**Instruction 1:** Copy the records verbatim, everything from the start of the records down to the line containing "rough mask: <svg", including both ends.

**Given text:**
^^^^

Zhang [17] used an unsupervised deep learning model to identify the language and dialect identification. He used 4-way dialects of Chinese language for this purpose. They extracted unsupervised features and trained with phonetic labels after that auto encoder model to process the features extracted. The authors implemented LID using pitch and syllable time and achieved good results in the study [18] and compare the different approaches on telephonic speech to LID [19].

The authors designed LID using spectral features and their frequency with VQ, GMM and HMM for OGI database languages and some Indian languages [20, 21].

Ma et al. [22] used small speech utterances for intelligent vehicle controlling. The controlling of vehicle almost requires small speech sample but small speech signals not enough to extract the required features. So, authors used LSTM to extract the enough features from speech. They trained the speech feature but using LSTM NN model. To increase the accuracy and remove the unvoiced speech they used TSM method on AP17-OLR database. Bartz et al. [23] designed using convolution recurrent neural networks (CRNN) and the performance is compared with different approaches.

3. Feature Extraction

Feature extraction is a major step to recognition of any pattern like language, dialect, speaker from speech utterances etc. from speech signal. The performance of proposed system depends on feature vectors, the selection of feature vectors and some other parameters of features are very important to get good and significant results.

In case of language identification, the selection of feature vectors must discriminate the content of speech i.e. phoneme, sequence of phoneme and frequency of phoneme and as well as energy and pitch of vocal tract.

According research survey, the frequency of phoneme is different in Indian language is different and also pitch and energy of speech signal of Indian language speaker may vary.

They are several LID cues which discriminate the phonemes among Indian languages. Among those cues, Mel Frequency Cepstral Coefficients are important feature of speech signal which reveals phonetic differences among languages. Pitch and energy also play vital role to distinguish the language. In our work, we extract the MFCC and Pitch from short term duration of windowed speech signal.

3.1 Mel frequency cepstral coefficients

MFCC are popular acoustic features and these have significant results in speech processing tasks. These features mainly extracted from pre processed speech signal. The steps to extract MFCC from speech signal are described in Figure 2.

The extraction of MFCC feature vectors from speech signal follows six step procedures [20]:

First step is pre processing in which signal is smoothen by removing noise using digital filter (pre-emphasis filter) in order to enhance the performance of efficiency of system.

The second step is framing and windowing, instead of analyzing the entire speech signal at once signal, it is split up into overlapped frames with short time duration, generally frame size is 10ms -30ms. The information at beginning and ending of frame is very important. To avoid the loss of information, we overlap the frames to preserve the information. Windowing technique is applied to avoid discontinues in signal so that Hamming window is applied on speech signal.

In third step, apply fast Fourier transformation to obtain the magnitude frequency of each frame of windowed speech signal.

In fourth step, Using Mel scaled filter bank, smoothen spectrum of speech signal which obtain the data values of spectrum from more significant parts Mel frequency scale is linear frequency which is below 1000Hz space and logarithmic space above 1000Hz.

Mel scale is defined as Eq. (1),

Mel(f)=2595*log10(1+f/700)             (1)

where, f is a frequency in Hz.

In fifth step, Logarithm is applied to Mel spectrum which converts Mel spectrum to time domain i.e. Mel cepstrum, then apply Discrete Cosine Transform (DCT) to Mel cepstrum to obtain the coefficient.

^^^^

**Records supplied:**
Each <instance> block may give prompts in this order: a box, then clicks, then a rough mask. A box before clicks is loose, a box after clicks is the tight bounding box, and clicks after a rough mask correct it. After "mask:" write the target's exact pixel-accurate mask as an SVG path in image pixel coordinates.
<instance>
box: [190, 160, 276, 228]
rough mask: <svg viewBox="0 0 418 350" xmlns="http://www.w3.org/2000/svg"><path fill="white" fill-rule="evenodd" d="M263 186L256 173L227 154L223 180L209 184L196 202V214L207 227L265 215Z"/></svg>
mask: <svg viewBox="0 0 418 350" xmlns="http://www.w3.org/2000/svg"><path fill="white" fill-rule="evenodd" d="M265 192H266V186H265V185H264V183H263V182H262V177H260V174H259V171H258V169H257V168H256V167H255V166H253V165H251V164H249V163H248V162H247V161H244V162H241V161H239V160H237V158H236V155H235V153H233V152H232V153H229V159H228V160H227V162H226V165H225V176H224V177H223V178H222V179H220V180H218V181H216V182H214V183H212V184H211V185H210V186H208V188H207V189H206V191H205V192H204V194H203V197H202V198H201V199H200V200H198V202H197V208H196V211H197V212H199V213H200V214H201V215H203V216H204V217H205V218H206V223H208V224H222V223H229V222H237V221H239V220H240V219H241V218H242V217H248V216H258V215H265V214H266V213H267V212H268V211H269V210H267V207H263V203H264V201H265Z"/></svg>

^^^^

**Instruction 2:** Continue the text on feature extraction for language identification from the point where it stops.

**Your response 1:**
Each <instance> block may give prompts in this order: a box, then clicks, then a rough mask. A box before clicks is loose, a box after clicks is the tight bounding box, and clicks after a rough mask correct it. After "mask:" write the target's exact pixel-accurate mask as an SVG path in image pixel coordinates.
<instance>
box: [190, 160, 276, 228]
rough mask: <svg viewBox="0 0 418 350" xmlns="http://www.w3.org/2000/svg"><path fill="white" fill-rule="evenodd" d="M263 186L256 173L227 154L223 180L209 184L196 202V214L207 227L265 215Z"/></svg>

**Your response 2:**
The sixth step reduces co-relation between compressed information and coefficients into lower order coefficients.

MFCCs is calculated using the Eq. (2)

$C_{n}=\sum_{k=1}^{K}\left(\log S_{k}\right)[n(k-(1) /(2))(\pi) /(K)]$            (2)

where, k is typically chosen as 10-15, Sk Spectrum of speech Signal, C0 is excluded since it represents mean value of input signal which denotes speaker specific information.

Figure 2. Extraction of MFCC features vectors

3.2 Prosodic features

Prosodic features are also important feature to discriminate macro level information such as phoneme information and relations among languages. Prosodic feature are pitch contour rhythm, stress and fundamental frequency (f0) play vital role in speech recognition. Generally prosodic features are used combination with acoustic features to improve accuracy of LID systems as these MFCC feature vectors carry the information about phonemes and discriminate occurrence of frequency of phonemes among languages. MFCC feature vectors are best features involved to design language identification system but some Indian languages like Telugu, Pitch and energy are also show more significant variation with other languages so that pitch and energy are suitable features to classify the Indian languages in order to increase the accuracy of system [10]. We choose 13 dimensional MFCC and 1-pitch as feature vectors and concatenated to form hybrid feature vectors with 14 dimensionalities.

3.2.1 Pitch

Pitch is also called as fundamental frequency of speech signal. It is used to identify the movement of glottis and its characteristics. The highest or low frequency of speech of signal when the vibration in glottis is happened called as Pitch. It represents physical characteristics of vocal cord used to easily identify the speaker or voice.

Figure 3. Different steps involved in pitch calculation

In this work, we used Simplified Inverse Filtering Technique (SIFT) method to extract the pitch from speech utterances. It is depending upon Linear Prediction (LP) estimation from speech signal. The SIFT method works like autocorrelation method internally for extracting pitch but difference between them is SIFT applied autocorrelation on LP residual instead of applied on speech signal directly. LP residual calculated from LP coefficients where the LP coefficients carry the vocal track information. So, LP residual contains essential information and also there is no ambiguous peaks represents the same pitch in the time period T0. In case of LP analysis, the vocal tract information is modelled in terms of LP coefficient (LPC) as the process of the prediction of current sample which is a combination of ‘p’ samples. The LPCs usually represent the coefficients of the LP filter which in turn is the representation of vocal tract. And by using the “Inverse Property” corresponding inverse filters are constructed through which when speech signals are passed, results in LP residual as an output. SIFT method clearly discriminate the voiced and unvoiced speeches in order to find the pitch values. Basic structure of pitch extraction using SIFT as shown in below Figure 3.

Firstly, it takes the speech as input and applies the pre-processing on the speech in order to remove the noise and unvoiced portion from speech utterance. In this method we applied digital filter for pre-processing purpose. After the pre-processing we divide the speech signal by apply the hamming window techniques like each segment of speech 30ms with overlap of 20ms in order to reduce the changes in features. After applying the filtering applied the SIFT method to extract the peak levels in the speech utterances i.e. pitch value of speech signal. The basic model as shown in the Figure 4.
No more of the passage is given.